Problem => Copy out only the lines starting at the one containing "Review task — the above image was flagged for missing tan" and ending at the one containing "[754,455,793,470]", changing "tan t-shirt" to "beige t-shirt" and leaving the rest unchanged.

Material provided =>
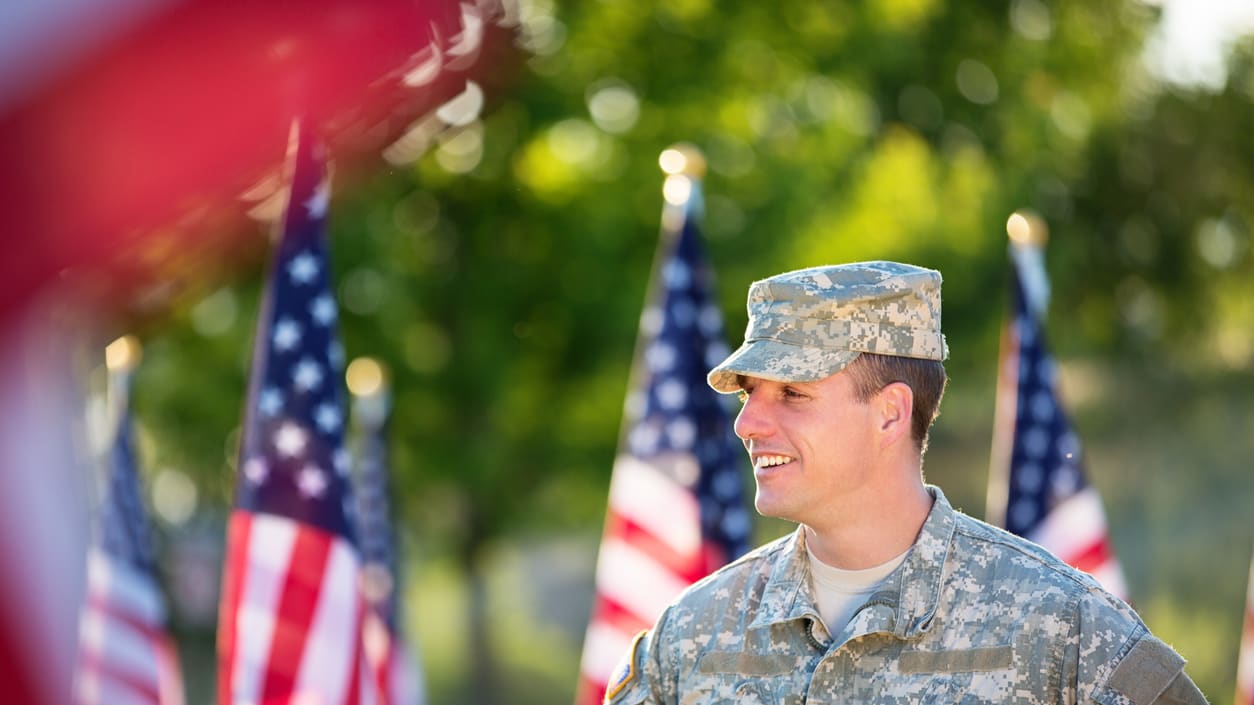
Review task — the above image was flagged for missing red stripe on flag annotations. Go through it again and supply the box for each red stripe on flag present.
[604,509,707,583]
[80,645,161,704]
[1066,534,1111,573]
[218,511,252,705]
[592,595,653,635]
[87,592,166,642]
[261,524,332,702]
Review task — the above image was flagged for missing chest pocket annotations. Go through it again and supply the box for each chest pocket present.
[680,652,796,705]
[680,674,776,705]
[898,646,1014,704]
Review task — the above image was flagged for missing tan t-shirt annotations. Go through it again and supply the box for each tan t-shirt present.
[805,546,910,635]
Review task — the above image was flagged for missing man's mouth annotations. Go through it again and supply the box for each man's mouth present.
[754,455,793,470]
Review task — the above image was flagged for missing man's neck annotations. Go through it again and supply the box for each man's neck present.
[805,480,934,571]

Final answer =>
Review task — the above image was flagged for missing beige t-shirt annotations. Go through it again and supply the box for each beige t-shirt present.
[805,546,910,635]
Review task — the above image was flagged for missing man's mouth annotations. Go through it again and supply the box for each man's mouth present.
[754,455,793,470]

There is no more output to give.